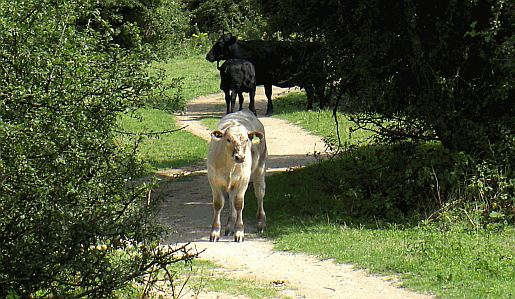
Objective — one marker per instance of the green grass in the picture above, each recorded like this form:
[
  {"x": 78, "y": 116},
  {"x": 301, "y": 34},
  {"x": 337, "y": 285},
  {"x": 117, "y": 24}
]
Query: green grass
[
  {"x": 200, "y": 77},
  {"x": 180, "y": 148},
  {"x": 169, "y": 150},
  {"x": 208, "y": 276},
  {"x": 452, "y": 263},
  {"x": 313, "y": 210}
]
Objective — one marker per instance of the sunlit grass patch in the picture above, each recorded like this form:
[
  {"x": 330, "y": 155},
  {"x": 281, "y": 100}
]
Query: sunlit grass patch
[{"x": 168, "y": 150}]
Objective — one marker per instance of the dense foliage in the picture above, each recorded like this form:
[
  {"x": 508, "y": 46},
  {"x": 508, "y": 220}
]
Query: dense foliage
[
  {"x": 71, "y": 223},
  {"x": 415, "y": 71}
]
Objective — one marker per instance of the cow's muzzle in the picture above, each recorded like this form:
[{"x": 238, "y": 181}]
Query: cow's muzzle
[{"x": 239, "y": 158}]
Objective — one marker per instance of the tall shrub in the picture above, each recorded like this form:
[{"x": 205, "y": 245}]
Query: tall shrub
[{"x": 71, "y": 224}]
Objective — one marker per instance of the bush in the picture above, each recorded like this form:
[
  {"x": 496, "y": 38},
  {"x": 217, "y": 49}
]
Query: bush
[{"x": 71, "y": 222}]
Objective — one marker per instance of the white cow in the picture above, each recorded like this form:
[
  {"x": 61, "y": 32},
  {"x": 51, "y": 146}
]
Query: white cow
[{"x": 237, "y": 155}]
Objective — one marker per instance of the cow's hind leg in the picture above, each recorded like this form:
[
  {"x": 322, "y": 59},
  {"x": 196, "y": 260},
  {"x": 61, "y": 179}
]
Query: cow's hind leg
[
  {"x": 268, "y": 93},
  {"x": 240, "y": 98},
  {"x": 233, "y": 100},
  {"x": 237, "y": 200},
  {"x": 252, "y": 95},
  {"x": 218, "y": 204},
  {"x": 259, "y": 191},
  {"x": 228, "y": 101}
]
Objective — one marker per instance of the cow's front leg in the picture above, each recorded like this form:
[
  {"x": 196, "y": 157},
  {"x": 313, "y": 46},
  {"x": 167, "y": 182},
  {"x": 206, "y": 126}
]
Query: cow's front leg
[
  {"x": 239, "y": 233},
  {"x": 218, "y": 204},
  {"x": 259, "y": 191},
  {"x": 229, "y": 229}
]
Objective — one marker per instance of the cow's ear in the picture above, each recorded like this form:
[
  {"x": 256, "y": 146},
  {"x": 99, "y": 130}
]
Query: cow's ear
[
  {"x": 255, "y": 137},
  {"x": 217, "y": 134},
  {"x": 232, "y": 39}
]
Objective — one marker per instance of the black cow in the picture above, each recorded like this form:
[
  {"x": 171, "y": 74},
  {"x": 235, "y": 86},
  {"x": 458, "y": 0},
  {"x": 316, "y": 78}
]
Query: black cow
[
  {"x": 237, "y": 76},
  {"x": 279, "y": 63}
]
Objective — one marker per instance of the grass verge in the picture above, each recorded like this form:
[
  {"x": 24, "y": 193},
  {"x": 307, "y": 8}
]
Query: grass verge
[{"x": 314, "y": 210}]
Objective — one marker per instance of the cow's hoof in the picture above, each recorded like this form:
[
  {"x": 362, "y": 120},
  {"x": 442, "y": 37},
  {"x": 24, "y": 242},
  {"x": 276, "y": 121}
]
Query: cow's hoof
[
  {"x": 239, "y": 237},
  {"x": 214, "y": 237}
]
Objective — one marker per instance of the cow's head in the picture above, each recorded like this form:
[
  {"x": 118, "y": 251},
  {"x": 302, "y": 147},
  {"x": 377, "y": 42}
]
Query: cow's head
[
  {"x": 237, "y": 141},
  {"x": 222, "y": 49}
]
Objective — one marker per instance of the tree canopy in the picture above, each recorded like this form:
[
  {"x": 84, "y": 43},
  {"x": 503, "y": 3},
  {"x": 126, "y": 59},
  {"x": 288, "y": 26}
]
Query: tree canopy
[
  {"x": 72, "y": 223},
  {"x": 416, "y": 70}
]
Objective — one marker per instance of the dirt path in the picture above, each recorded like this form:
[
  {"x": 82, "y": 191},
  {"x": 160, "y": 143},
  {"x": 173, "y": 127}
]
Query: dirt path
[{"x": 188, "y": 210}]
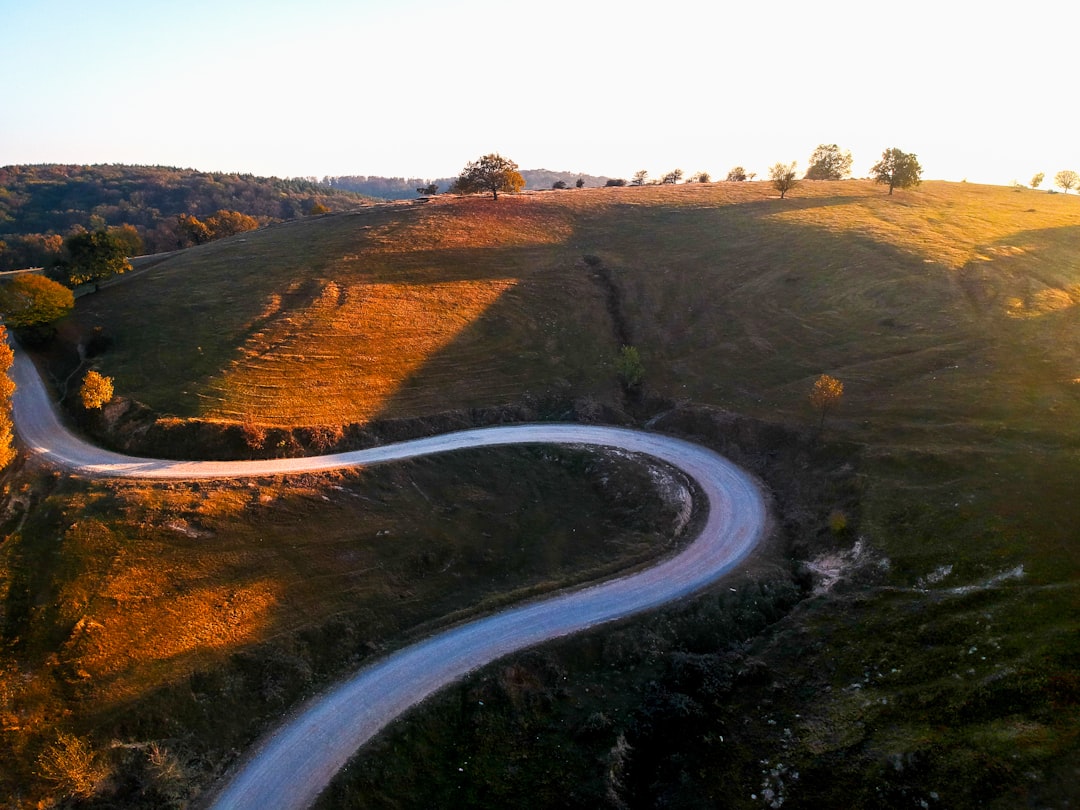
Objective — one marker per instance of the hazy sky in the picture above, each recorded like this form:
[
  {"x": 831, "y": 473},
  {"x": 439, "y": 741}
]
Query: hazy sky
[{"x": 418, "y": 88}]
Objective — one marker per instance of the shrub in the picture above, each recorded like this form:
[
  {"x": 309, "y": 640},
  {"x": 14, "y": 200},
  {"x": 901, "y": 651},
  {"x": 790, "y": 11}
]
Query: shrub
[
  {"x": 72, "y": 767},
  {"x": 96, "y": 390},
  {"x": 837, "y": 522},
  {"x": 32, "y": 300},
  {"x": 629, "y": 367}
]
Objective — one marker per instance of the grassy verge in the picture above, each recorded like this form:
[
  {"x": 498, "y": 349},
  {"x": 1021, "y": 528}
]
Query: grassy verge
[
  {"x": 947, "y": 311},
  {"x": 185, "y": 619}
]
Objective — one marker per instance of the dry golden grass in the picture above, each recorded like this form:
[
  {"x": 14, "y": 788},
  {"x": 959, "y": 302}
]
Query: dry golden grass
[{"x": 340, "y": 359}]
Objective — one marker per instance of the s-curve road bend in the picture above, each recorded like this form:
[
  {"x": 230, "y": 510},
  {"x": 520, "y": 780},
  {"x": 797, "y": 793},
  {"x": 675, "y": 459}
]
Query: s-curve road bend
[{"x": 295, "y": 763}]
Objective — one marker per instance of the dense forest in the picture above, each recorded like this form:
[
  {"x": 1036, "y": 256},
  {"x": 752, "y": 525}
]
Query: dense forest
[
  {"x": 403, "y": 188},
  {"x": 40, "y": 205},
  {"x": 157, "y": 208}
]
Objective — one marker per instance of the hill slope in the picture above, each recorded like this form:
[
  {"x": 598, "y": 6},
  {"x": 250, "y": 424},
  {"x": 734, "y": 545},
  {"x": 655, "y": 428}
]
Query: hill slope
[
  {"x": 941, "y": 667},
  {"x": 42, "y": 200}
]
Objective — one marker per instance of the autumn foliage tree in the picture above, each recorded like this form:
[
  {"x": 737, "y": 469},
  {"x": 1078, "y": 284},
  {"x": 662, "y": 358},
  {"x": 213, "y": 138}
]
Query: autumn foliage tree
[
  {"x": 490, "y": 173},
  {"x": 783, "y": 177},
  {"x": 825, "y": 394},
  {"x": 96, "y": 391},
  {"x": 34, "y": 300},
  {"x": 94, "y": 257},
  {"x": 828, "y": 163},
  {"x": 72, "y": 767},
  {"x": 898, "y": 170},
  {"x": 1067, "y": 179}
]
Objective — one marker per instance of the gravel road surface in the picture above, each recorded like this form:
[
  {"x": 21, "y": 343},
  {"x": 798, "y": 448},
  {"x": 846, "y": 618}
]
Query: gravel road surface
[{"x": 295, "y": 763}]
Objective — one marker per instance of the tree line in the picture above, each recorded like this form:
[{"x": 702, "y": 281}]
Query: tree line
[{"x": 40, "y": 205}]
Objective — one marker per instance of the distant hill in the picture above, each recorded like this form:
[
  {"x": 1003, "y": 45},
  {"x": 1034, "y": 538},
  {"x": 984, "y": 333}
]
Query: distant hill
[
  {"x": 40, "y": 204},
  {"x": 402, "y": 188}
]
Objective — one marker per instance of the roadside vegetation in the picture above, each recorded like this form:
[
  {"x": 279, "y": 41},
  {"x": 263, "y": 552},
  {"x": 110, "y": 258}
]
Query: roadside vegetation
[{"x": 913, "y": 640}]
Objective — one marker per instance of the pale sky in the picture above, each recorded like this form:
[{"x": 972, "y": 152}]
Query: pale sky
[{"x": 418, "y": 88}]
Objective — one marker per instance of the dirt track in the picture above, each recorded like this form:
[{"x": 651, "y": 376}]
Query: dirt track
[{"x": 295, "y": 763}]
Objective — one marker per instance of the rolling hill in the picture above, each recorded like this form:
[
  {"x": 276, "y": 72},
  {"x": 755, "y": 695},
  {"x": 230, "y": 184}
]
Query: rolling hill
[{"x": 930, "y": 653}]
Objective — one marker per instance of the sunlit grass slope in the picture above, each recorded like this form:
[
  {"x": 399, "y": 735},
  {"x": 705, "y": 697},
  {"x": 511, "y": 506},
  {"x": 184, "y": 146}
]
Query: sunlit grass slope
[
  {"x": 948, "y": 300},
  {"x": 952, "y": 313}
]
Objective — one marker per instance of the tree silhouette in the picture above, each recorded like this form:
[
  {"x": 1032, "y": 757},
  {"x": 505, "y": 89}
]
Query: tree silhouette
[
  {"x": 490, "y": 173},
  {"x": 825, "y": 395}
]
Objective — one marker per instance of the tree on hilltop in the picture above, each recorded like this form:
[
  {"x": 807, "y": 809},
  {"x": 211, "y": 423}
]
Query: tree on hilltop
[
  {"x": 783, "y": 177},
  {"x": 825, "y": 394},
  {"x": 32, "y": 300},
  {"x": 898, "y": 170},
  {"x": 828, "y": 163},
  {"x": 94, "y": 257},
  {"x": 1066, "y": 179},
  {"x": 490, "y": 173}
]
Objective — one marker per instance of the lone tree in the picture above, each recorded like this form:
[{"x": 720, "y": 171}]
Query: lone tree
[
  {"x": 898, "y": 170},
  {"x": 96, "y": 391},
  {"x": 94, "y": 257},
  {"x": 1066, "y": 179},
  {"x": 34, "y": 300},
  {"x": 828, "y": 163},
  {"x": 73, "y": 767},
  {"x": 784, "y": 177},
  {"x": 490, "y": 173},
  {"x": 630, "y": 368},
  {"x": 825, "y": 395}
]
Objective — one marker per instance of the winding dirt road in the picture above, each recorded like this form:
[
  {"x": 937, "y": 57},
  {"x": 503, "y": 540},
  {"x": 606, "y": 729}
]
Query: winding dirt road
[{"x": 292, "y": 766}]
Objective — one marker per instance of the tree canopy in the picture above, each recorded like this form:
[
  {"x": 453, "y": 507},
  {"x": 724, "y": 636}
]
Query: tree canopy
[
  {"x": 93, "y": 257},
  {"x": 783, "y": 177},
  {"x": 825, "y": 394},
  {"x": 898, "y": 170},
  {"x": 42, "y": 204},
  {"x": 1066, "y": 179},
  {"x": 96, "y": 391},
  {"x": 490, "y": 173},
  {"x": 32, "y": 300},
  {"x": 828, "y": 163}
]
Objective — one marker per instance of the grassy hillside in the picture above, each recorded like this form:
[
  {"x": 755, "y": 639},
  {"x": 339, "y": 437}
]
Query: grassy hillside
[
  {"x": 41, "y": 204},
  {"x": 940, "y": 669}
]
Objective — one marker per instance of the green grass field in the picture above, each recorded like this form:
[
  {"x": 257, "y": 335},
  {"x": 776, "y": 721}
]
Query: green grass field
[{"x": 944, "y": 662}]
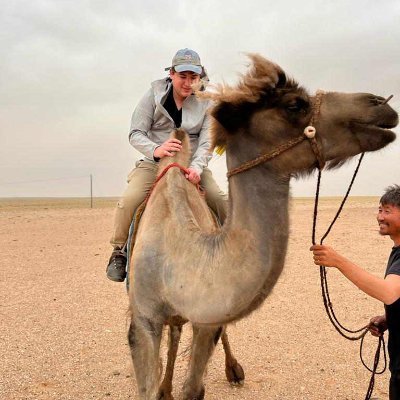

=-=-=

:: PROBLEM STATEMENT ::
Please give the material again from the line with "Objective — one marker per instance of the winding" through the end of the material, switching "marker" to "point" and changing nothing else. Leave the pictures out of your answer.

:: RESPONSE ::
Objective — one point per instance of the winding dirt road in the picture above, each recorded like this form:
[
  {"x": 937, "y": 57},
  {"x": 503, "y": 540},
  {"x": 606, "y": 729}
]
Query: winding dirt road
[{"x": 292, "y": 766}]
Objective — one point per instance of the tree canopy in the picture above, each recorded like this form:
[
  {"x": 453, "y": 507},
  {"x": 724, "y": 636}
]
Query: tree canopy
[
  {"x": 93, "y": 257},
  {"x": 783, "y": 177},
  {"x": 825, "y": 394},
  {"x": 898, "y": 170},
  {"x": 42, "y": 204},
  {"x": 1066, "y": 179},
  {"x": 96, "y": 391},
  {"x": 490, "y": 173},
  {"x": 32, "y": 300},
  {"x": 828, "y": 163}
]
Objective — one point per instance of the grassy hillside in the picture above, each recorded like this form:
[
  {"x": 755, "y": 639},
  {"x": 339, "y": 437}
]
Query: grassy hillside
[
  {"x": 41, "y": 204},
  {"x": 940, "y": 669}
]
Objective — one point per instance of the green grass field in the picture above, each recorded like this form:
[
  {"x": 257, "y": 335},
  {"x": 776, "y": 721}
]
Query: green grass field
[{"x": 944, "y": 662}]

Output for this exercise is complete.